Task instructions: Go through the listing below and output exactly the line with "Mark every instance of the man in white", the line with "Mark every instance of the man in blue", and each line between; omit the rest.

┌──

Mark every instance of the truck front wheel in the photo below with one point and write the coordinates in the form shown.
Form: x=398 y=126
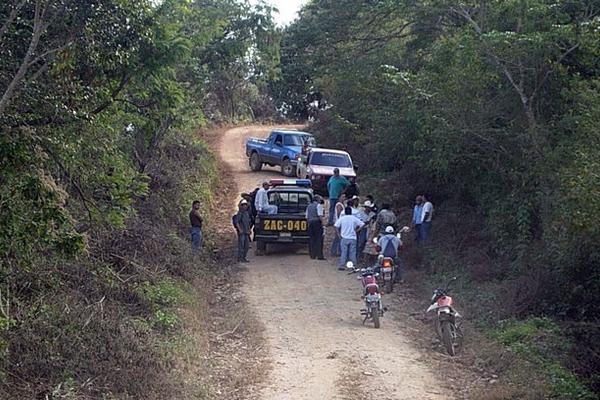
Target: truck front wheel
x=255 y=164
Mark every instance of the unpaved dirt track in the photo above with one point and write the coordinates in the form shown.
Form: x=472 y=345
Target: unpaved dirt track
x=317 y=342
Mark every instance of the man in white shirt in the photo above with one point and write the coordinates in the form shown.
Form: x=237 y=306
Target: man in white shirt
x=347 y=226
x=262 y=200
x=338 y=212
x=426 y=214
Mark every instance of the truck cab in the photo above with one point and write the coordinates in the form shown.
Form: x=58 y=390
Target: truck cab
x=289 y=225
x=319 y=164
x=282 y=148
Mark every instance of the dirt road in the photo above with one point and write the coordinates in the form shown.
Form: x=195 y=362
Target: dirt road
x=319 y=347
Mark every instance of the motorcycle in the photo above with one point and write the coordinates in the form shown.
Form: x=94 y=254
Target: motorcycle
x=387 y=265
x=373 y=305
x=447 y=320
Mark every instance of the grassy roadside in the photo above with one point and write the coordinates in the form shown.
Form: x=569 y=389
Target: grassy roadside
x=520 y=356
x=138 y=315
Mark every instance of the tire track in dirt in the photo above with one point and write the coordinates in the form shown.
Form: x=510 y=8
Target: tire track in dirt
x=318 y=345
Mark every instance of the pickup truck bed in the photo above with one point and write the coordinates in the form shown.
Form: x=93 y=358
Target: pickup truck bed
x=289 y=225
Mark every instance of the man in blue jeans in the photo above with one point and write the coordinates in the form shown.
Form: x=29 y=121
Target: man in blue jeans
x=347 y=226
x=335 y=186
x=196 y=223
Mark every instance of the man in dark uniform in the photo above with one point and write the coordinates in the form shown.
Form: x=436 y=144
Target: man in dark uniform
x=196 y=225
x=314 y=215
x=243 y=227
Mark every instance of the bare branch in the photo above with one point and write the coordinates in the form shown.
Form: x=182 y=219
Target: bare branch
x=38 y=30
x=11 y=17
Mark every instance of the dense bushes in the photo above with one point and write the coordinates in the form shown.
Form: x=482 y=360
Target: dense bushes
x=491 y=108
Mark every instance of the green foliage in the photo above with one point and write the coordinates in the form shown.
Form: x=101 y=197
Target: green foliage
x=542 y=342
x=100 y=102
x=164 y=293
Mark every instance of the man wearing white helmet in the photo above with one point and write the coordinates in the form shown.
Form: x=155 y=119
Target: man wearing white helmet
x=390 y=245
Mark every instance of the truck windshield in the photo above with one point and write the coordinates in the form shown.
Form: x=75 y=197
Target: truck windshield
x=298 y=140
x=331 y=160
x=290 y=202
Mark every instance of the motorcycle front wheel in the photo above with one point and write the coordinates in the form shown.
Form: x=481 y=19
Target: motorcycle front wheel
x=375 y=316
x=389 y=286
x=448 y=333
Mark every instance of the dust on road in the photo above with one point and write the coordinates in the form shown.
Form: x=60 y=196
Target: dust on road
x=318 y=345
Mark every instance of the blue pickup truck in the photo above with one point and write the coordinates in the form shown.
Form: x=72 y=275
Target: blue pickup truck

└──

Answer to this task:
Mark every instance of the man in white shirt in the photo above with one point and write the coordinates in the form shown.
Form: x=237 y=306
Target: man in white shirt
x=347 y=226
x=262 y=200
x=338 y=212
x=426 y=214
Mark every instance of the truck cab in the photo above with one point and write the coordinates in the form shown.
Form: x=58 y=390
Target: truck cab
x=289 y=225
x=319 y=164
x=282 y=148
Mark every instance of the dirt road in the photo above with one point and write the coordinates in the form shown.
Form: x=195 y=362
Target: dirt road
x=319 y=347
Mark every instance of the motorcycle in the photo above with one point and write the coordinates in the form shown.
Form: x=94 y=254
Target: motorcycle
x=387 y=265
x=373 y=305
x=447 y=320
Mark every instance of the grassy roadside in the photo above with one point and write the coordinates in the form shown.
Form: x=569 y=389
Target: grassy roadside
x=520 y=356
x=138 y=315
Mark every instance of the tire track in dirt in the photo above with one point and write the coordinates in the form shown.
Form: x=510 y=8
Target: tire track in dirt
x=318 y=345
Mark every instance of the pickup truck bed in the photo above with one point and write the coordinates in the form shown.
Form: x=93 y=358
Target: pickup truck bed
x=289 y=225
Mark every instance of the man in blue jeans in the photo above with one point and write the coordinates in the form shown.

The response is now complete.